◆ Task objective: Copy everything from the start of the items down to the line containing "point(207, 56)", both ends included and with the requests kept, and shift every coordinate in the answers by -116. Leave the pictures out of your answer.
* start *
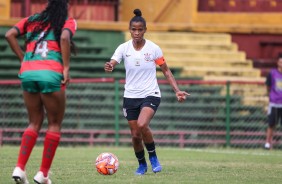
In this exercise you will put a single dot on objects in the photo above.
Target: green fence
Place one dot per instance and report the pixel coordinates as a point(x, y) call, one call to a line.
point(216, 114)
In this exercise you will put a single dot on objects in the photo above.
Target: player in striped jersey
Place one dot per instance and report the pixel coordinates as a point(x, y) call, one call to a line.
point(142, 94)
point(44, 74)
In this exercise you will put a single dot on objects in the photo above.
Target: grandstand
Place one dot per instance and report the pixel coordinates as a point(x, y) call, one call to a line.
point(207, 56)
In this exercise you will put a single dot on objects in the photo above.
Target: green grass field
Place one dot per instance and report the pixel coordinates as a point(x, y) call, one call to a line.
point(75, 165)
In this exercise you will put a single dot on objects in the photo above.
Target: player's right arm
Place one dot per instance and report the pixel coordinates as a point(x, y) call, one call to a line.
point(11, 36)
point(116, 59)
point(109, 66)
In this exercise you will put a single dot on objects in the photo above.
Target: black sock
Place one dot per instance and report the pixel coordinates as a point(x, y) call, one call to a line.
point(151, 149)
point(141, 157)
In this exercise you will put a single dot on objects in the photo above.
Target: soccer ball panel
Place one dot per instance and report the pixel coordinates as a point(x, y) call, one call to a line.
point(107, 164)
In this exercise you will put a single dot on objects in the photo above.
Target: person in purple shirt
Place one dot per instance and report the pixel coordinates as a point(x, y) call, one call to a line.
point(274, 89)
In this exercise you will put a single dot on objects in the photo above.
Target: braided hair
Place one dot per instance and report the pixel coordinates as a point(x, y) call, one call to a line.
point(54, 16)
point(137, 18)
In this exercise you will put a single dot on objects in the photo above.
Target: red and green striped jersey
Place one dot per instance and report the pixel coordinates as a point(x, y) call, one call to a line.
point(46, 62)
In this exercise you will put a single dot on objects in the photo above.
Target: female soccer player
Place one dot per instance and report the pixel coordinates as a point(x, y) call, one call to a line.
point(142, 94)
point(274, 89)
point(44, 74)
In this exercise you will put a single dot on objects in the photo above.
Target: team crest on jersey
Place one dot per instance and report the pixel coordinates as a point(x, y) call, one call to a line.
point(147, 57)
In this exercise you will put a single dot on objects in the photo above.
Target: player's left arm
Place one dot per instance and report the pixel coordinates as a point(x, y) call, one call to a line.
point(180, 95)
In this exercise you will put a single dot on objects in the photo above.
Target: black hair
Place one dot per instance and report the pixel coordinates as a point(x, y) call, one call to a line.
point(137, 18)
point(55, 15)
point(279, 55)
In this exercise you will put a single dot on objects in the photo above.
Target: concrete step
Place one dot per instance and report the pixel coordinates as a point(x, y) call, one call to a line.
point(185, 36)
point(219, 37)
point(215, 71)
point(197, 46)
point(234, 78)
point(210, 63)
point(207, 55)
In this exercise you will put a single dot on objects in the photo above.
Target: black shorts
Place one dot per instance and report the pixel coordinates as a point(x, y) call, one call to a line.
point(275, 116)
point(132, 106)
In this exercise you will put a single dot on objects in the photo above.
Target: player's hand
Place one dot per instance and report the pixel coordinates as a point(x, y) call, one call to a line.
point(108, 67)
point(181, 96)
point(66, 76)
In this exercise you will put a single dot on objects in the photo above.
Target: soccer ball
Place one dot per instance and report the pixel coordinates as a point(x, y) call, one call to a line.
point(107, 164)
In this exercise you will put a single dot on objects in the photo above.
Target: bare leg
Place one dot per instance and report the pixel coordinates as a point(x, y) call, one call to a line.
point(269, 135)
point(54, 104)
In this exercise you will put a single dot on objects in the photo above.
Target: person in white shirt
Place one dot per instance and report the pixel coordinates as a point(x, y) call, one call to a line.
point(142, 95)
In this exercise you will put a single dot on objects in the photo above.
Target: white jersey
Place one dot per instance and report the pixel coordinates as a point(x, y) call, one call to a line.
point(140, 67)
* end *
◆ Response to the task:
In this exercise you will put a single dot on objects in the photo above.
Target: green fence
Place one dot per instance and report the pixel coordinates as a point(x, y) call, one call to a line.
point(100, -2)
In this exercise you will put a single dot on objects in the photo above.
Target: player in striped jersey
Place one dot per instance and report the pixel coordinates as a point(x, y) call, one call to a line.
point(26, -22)
point(-72, -42)
In this exercise you will put a single dot on objects in the photo above.
Target: grandstand
Place one dot per instance and report the pixel coordinates as a point(x, y) call, one call to a line.
point(91, -60)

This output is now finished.